§ About this task
Counting only lines of the listing below that hold the word "tree", give the total and nothing else.

§ Information given
########################################

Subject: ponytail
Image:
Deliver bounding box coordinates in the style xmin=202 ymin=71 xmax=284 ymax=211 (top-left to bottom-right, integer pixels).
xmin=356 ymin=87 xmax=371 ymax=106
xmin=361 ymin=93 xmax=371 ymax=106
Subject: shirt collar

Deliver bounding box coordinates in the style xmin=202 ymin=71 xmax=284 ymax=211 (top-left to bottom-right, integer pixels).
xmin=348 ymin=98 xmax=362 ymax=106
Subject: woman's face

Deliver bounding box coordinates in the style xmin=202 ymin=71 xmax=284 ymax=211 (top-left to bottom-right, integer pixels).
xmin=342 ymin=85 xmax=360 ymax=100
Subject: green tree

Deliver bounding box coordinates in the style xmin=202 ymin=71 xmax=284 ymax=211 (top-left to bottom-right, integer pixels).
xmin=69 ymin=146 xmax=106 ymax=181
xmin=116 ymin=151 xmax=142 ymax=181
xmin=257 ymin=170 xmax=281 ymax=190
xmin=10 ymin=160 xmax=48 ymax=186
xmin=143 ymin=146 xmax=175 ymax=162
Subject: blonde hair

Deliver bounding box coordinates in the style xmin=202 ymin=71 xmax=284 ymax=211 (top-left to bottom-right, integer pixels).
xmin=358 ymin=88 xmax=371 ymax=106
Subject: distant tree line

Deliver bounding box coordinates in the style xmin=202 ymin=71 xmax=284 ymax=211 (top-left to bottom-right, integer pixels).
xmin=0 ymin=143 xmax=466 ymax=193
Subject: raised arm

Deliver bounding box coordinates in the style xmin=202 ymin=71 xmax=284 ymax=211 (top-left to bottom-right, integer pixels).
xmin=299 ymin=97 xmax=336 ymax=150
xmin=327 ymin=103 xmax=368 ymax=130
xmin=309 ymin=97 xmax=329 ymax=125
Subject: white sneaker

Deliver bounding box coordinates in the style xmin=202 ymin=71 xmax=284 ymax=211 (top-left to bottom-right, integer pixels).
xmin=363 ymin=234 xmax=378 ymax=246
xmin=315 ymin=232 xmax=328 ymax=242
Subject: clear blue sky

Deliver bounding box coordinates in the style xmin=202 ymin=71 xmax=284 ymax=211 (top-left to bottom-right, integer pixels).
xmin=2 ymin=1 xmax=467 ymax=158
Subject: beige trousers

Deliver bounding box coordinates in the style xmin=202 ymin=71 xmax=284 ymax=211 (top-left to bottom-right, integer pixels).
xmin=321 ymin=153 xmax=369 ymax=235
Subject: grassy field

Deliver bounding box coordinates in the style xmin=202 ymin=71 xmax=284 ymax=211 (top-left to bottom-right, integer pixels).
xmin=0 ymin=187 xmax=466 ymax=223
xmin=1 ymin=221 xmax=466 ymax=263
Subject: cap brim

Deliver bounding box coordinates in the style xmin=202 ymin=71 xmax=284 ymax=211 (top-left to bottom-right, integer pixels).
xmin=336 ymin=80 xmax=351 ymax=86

########################################

§ Response box
2